PROVIDED MATERIAL
╔══
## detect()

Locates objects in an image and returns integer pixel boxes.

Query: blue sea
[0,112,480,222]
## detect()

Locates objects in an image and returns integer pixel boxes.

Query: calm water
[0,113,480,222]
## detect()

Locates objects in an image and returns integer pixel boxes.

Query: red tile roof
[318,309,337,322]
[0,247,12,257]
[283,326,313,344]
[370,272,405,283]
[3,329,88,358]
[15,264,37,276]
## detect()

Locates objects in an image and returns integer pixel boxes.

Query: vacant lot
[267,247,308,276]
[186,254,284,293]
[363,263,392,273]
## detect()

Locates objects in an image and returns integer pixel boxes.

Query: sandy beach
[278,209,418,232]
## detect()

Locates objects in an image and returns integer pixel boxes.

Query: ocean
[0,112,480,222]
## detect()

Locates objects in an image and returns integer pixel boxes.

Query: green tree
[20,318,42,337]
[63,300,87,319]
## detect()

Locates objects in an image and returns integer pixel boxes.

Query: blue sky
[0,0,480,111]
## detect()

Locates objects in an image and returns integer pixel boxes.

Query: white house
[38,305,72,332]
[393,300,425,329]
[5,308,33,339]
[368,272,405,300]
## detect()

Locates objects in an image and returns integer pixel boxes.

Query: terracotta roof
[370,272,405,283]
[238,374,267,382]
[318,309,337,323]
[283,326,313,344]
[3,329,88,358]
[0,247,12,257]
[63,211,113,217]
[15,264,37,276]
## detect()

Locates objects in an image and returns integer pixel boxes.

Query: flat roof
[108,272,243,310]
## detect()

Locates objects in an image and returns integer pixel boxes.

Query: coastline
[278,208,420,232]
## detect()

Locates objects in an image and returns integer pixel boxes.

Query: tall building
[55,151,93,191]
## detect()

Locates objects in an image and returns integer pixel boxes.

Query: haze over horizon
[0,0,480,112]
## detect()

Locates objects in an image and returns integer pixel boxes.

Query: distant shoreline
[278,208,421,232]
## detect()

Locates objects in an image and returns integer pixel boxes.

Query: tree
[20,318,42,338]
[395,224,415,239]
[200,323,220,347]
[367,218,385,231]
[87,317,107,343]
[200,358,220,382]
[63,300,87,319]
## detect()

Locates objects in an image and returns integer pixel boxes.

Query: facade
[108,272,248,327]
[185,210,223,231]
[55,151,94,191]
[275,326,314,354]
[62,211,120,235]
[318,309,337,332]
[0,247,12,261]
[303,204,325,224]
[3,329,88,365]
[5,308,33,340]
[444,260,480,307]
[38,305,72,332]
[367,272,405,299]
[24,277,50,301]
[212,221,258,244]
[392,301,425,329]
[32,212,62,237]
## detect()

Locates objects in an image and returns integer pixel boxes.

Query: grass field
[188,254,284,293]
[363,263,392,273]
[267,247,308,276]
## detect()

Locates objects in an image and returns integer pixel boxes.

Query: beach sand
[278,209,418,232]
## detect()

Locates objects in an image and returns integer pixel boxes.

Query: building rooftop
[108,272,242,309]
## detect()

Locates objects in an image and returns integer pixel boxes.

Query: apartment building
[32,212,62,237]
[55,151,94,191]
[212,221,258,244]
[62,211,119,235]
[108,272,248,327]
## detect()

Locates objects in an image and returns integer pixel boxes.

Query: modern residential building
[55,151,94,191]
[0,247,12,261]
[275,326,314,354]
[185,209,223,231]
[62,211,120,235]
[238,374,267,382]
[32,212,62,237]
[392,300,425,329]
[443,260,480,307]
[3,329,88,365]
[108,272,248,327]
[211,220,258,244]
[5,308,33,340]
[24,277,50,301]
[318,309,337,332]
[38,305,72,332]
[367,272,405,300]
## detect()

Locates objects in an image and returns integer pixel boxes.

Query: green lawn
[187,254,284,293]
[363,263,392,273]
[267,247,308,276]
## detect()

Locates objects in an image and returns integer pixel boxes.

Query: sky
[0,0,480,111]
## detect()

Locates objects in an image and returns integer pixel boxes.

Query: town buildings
╚══
OBJECTIVE
Rewrite all of the rows above, substituting "whole-number pixel boxes" for every occurrence of "integer pixel boxes" and leaving everything else unchanged.

ANSWER TO THE PROBLEM
## detect()

Locates objects in an image and returns whole-number pixel boxes.

Query: blue sea
[0,112,480,222]
## detect()

Locates objects in an image and returns whole-number pixel boxes.

Query: calm water
[0,113,480,222]
## detect()

Locates objects in an image and returns whole-number pixel boxes.

Query: red tile roof
[318,309,337,322]
[0,247,12,257]
[283,326,313,344]
[370,272,405,283]
[3,329,88,358]
[15,264,37,276]
## detect()

Locates objects in an image and returns whole-number pixel boxes.

Query: vacant lot
[267,247,308,276]
[186,254,284,293]
[363,263,392,273]
## detect()

Locates objects in an image and returns whole-number pixel boxes.

Query: sandy beach
[278,209,418,232]
## detect()

Locates objects in an image and returns whole-number pixel boxes.

Query: ocean
[0,112,480,222]
## detect()

Locates objects in an image and returns whole-number pixel boxes.

Query: green tree
[20,318,42,337]
[63,300,87,319]
## detect()

Locates objects in an image and returns whole-number pixel boxes.

Query: blue sky
[0,0,480,111]
## detect()

Locates objects in an image and returns whole-number pixel boxes.

Query: white house
[38,305,72,332]
[393,300,425,329]
[5,308,33,339]
[368,272,405,300]
## detect()

Locates objects in an image and returns whole-number pixel boxes.

Query: terracotta roof
[370,272,405,283]
[238,374,267,382]
[318,309,337,323]
[283,326,313,344]
[3,329,88,358]
[0,247,12,257]
[63,211,113,217]
[15,264,37,276]
## detect()

Locates objects in an image and returns whole-number pixel boxes.

Query: flat roof
[108,272,243,310]
## detect()

Locates objects in an image and returns whole-number pixel boxes.

Query: coastline
[278,208,420,232]
## detect()

Locates objects in an image and returns whole-number pixel boxes.

Query: tall building
[55,151,93,191]
## detect()

Locates objects in an image and returns whole-number pixel boxes.

Query: haze over horizon
[0,0,480,112]
## detect()

Locates objects in an image and returns whole-number pixel boxes.

Query: distant shoreline
[278,208,421,232]
## detect()

Locates objects in an image and returns whole-number pixel boxes.

Query: tree
[20,318,42,338]
[395,224,415,239]
[200,323,220,347]
[367,218,385,231]
[87,317,107,343]
[200,358,220,382]
[63,300,87,319]
## detect()

Locates objects in an image and returns whole-number pixel boxes.

Query: facade
[108,272,248,327]
[185,210,223,231]
[55,151,94,191]
[275,326,314,354]
[62,211,120,235]
[318,309,337,332]
[0,247,12,261]
[303,204,325,224]
[3,329,88,365]
[5,308,33,340]
[444,260,480,307]
[38,305,72,332]
[367,272,405,299]
[24,277,50,301]
[212,221,258,244]
[392,301,425,329]
[32,212,62,237]
## detect()

Locates objects in an image and returns whole-number pixel boxes.

Query: grass field
[188,254,284,293]
[363,263,392,273]
[267,247,308,276]
## detect()

Locates objects in an image and returns whole-number pixel boxes.

Query: beach sand
[278,209,418,232]
## detect()

Locates objects in an image and returns whole-number pixel boxes.

Query: building rooftop
[108,272,242,309]
## detect()

Locates objects in an image and returns whole-number pixel boxes.

Query: apartment building
[32,212,62,237]
[55,151,94,191]
[212,221,258,244]
[62,211,119,235]
[108,272,248,327]
## detect()

Locates objects in an image and returns whole-number pixel boxes.

Query: modern residential building
[55,151,94,191]
[0,247,12,261]
[275,326,314,354]
[185,209,223,231]
[62,211,120,235]
[238,374,267,382]
[32,212,62,237]
[392,300,425,329]
[443,260,480,307]
[3,329,88,365]
[108,272,248,327]
[211,220,258,244]
[5,308,33,340]
[24,277,50,301]
[318,309,337,332]
[38,305,72,332]
[367,272,405,300]
## detect()

Locates objects in an image and returns whole-number pixel boxes.

Query: green lawn
[187,254,284,293]
[363,263,392,273]
[267,247,308,276]
## detect()

Locates objects in an image and returns whole-number pixel boxes.

Query: sky
[0,0,480,111]
## detect()

Locates objects in an image and returns whole-number pixel boxes.

Query: town buildings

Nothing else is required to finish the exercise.